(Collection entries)
━━━━

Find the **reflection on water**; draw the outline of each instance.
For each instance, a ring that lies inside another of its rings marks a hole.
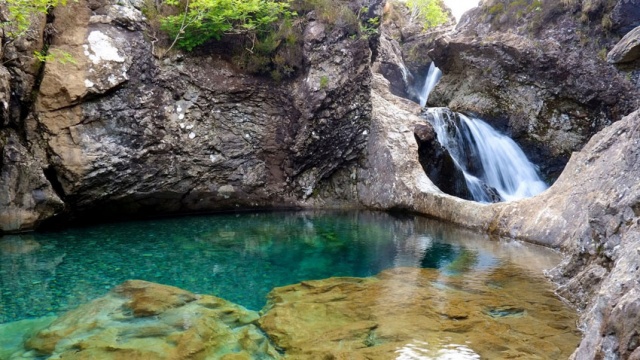
[[[258,310],[272,288],[303,280],[373,276],[393,267],[481,274],[512,259],[538,274],[559,260],[542,248],[372,212],[229,214],[6,236],[0,323],[68,310],[127,279]]]
[[[397,351],[396,360],[480,360],[480,355],[465,345],[447,344],[433,347],[415,340]]]

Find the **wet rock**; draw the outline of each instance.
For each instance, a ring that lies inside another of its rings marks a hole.
[[[368,279],[306,281],[274,289],[260,325],[291,359],[390,359],[411,350],[435,357],[450,344],[480,358],[567,357],[579,339],[573,315],[542,288],[528,289],[535,299],[519,297],[513,271],[471,279],[398,268]],[[526,311],[487,314],[495,309]]]
[[[56,319],[21,358],[278,359],[258,315],[225,300],[129,280]]]
[[[640,26],[626,34],[607,54],[612,64],[632,62],[640,58]]]
[[[466,200],[473,200],[463,172],[455,165],[449,151],[436,137],[429,124],[416,125],[414,134],[418,143],[420,165],[429,179],[443,192]]]

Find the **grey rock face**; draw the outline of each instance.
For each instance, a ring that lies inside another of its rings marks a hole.
[[[626,34],[607,54],[612,64],[632,62],[640,58],[640,26]]]
[[[445,8],[445,11],[448,9]],[[420,91],[432,63],[428,53],[435,41],[453,30],[455,18],[435,28],[424,28],[402,2],[387,2],[374,71],[389,80],[391,93],[419,102]]]
[[[360,201],[564,249],[566,260],[550,275],[560,284],[558,293],[584,310],[585,337],[573,358],[637,356],[640,110],[574,153],[547,191],[518,202],[482,205],[443,194],[416,170],[410,127],[423,120],[415,105],[397,99],[387,87],[380,75],[374,77],[369,156],[358,171]]]
[[[368,39],[309,21],[306,72],[276,83],[215,53],[158,61],[139,15],[106,0],[55,10],[51,49],[76,64],[47,64],[28,136],[72,216],[304,205],[362,156]]]
[[[558,180],[564,195],[549,198],[554,207],[564,203],[571,221],[564,236],[571,256],[552,275],[558,293],[585,311],[585,337],[574,359],[633,359],[640,352],[638,121],[640,111],[594,136]],[[578,174],[588,180],[569,190]]]
[[[624,35],[640,26],[640,0],[618,0],[611,12],[612,28]]]
[[[31,230],[63,210],[45,171],[15,131],[0,129],[1,230]]]

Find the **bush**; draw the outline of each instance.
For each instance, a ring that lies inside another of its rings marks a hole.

━━━━

Would you repeat exactly, and only, the lines from the start of the records above through the line containing "Find the **wet", with the pictures omitted?

» TASK OUTPUT:
Find the **reflection on water**; draw the outline of each instance.
For each instance, a ring that lies inside another of its rings marks a hole.
[[[258,310],[272,288],[303,280],[373,276],[393,267],[481,274],[512,259],[538,274],[559,260],[542,248],[372,212],[229,214],[6,236],[0,323],[68,310],[127,279]]]
[[[397,351],[396,360],[480,360],[480,355],[465,345],[447,344],[433,347],[415,340]]]

Find the **wet rock**; draw the outline of each instance.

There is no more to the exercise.